▸ Selection:
+++

Directed by Peter Schechner

© Photograhs by Max Waldman, 1969

As a second example of the performative turn I will take Richard Schechner's performance Dionysus in 69, a special fusion of theatre and the ritual that was supposed to bring about transformations both in the performers and the spectators. Schechner's understanding of the performative turn was linked to his critic of the textual culture and the contemporary industrial society. Thus it can be interpreted as a turn from text to performance, a deliberate opposition to the written tradition that has become a burden. As Erika Fischer-Lichte summons his views: 

»A new performative turn is needed that will transform the solid and fixed textual culture of the past into a fluid, ever-changing performative culture of the future that will grant the missing dimensions. Theatre can contribute to the performative turn required when it sets out to threat 'the text as is it were part of an oral tradition'. The fixed text has to be dismembered in order to allow the ever-changing performance to emerge.« [i]

Our presentation will try to locate some traces of the performative turn of the 1960-s and 1970-s in the theatre and performing arts of the last two decades. We will try to identify and describe the traces of this »cultural revolution« of the turn of the century in texts, performances and concepts of selected contemporary theatrical and performing art practicians. Within their work we will attemp to detect some provisionary answers to the big questions the performative revolution of the turn of the century proposed. Namely opening up the new possibilities for the theatricalization of politics, economics, law, arts and everyday life. Establishing theatre and performing arts as a cultural model.

+++

▸ Work instructions:
A – List the domains that the passage on the performative turn names as opened up to theatricalization.
B – Write out the stretch of the passage on the performative turn from "Our presentation will" through "a cultural model.".
C – Extend the passage on the performative turn beyond its final sentence.

▸ Material:
+++

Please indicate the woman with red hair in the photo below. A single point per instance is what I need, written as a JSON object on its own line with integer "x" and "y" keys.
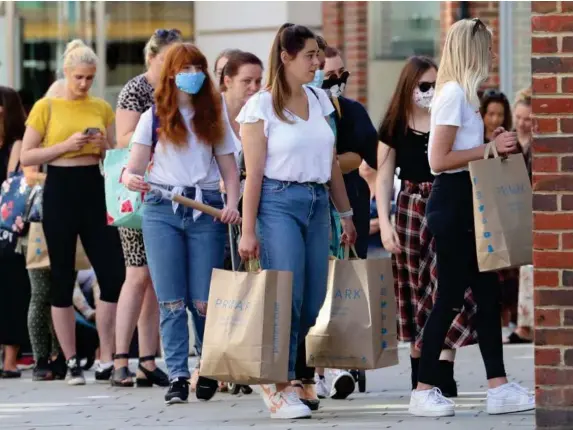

+++

▸ Results by task:
A – politics, economics, law, arts, everyday life

B –
Our presentation will try to locate some traces of the performative turn of the 1960-s and 1970-s in the theatre and performing arts of the last two decades. We will try to identify and describe the traces of this »cultural revolution« of the turn of the century in texts, performances and concepts of selected contemporary theatrical and performing art practicians. Within their work we will attemp to detect some provisionary answers to the big questions the performative revolution of the turn of the century proposed. Namely opening up the new possibilities for the theatricalization of politics, economics, law, arts and everyday life. Establishing theatre and performing arts as a cultural model.

C –
As we summoned up in the introduction, the specific turn from the referential to performative function resulted in various forms or explorations of physical as well as psychological limits in both the artist and the audience. Members of the audience thus found themselves in an in-between position, a state of liminality that produced a destabilisation of spectator's perception of himself, the others and reality. But – as Marvin Carlson states in his Performance, a critical introduction, when describing the unstable position of the resistant performance – the idea that in such performances »'real women, real presence and real time' could be separated from their 'representations' could not easily be reconciled with the growing feeling that so-called 'reality' was itself experienced only through representation. «[ii]

If a classical performance artists strongly believed that their actions enacted an authentic provocation against traditional values in society and represented the very foundation of the value of art and at the same time made one believe in its political provoking potential, the 1990's saw an increased disbelief in anything authentic. The 1990's became more and more interested in the performative as related to new media. They stressed the fact Philip Auslander defines as follows: 

»Mediatized forms like film and video can be shown to have the same ontological characteristics as live performance, and live performance can be used in ways indistinguishable from the uses generally associated to mediatized forms. Therefore ontological analysis does not provide a basis for privileging live performance as an oppositional discourse.« Thus following Benjamin, we can argue that live performance has today indeed been pried from its shell and became equal to other forms. Due to this fact it can no longer simply be understood as auratic or authentic.[iii] "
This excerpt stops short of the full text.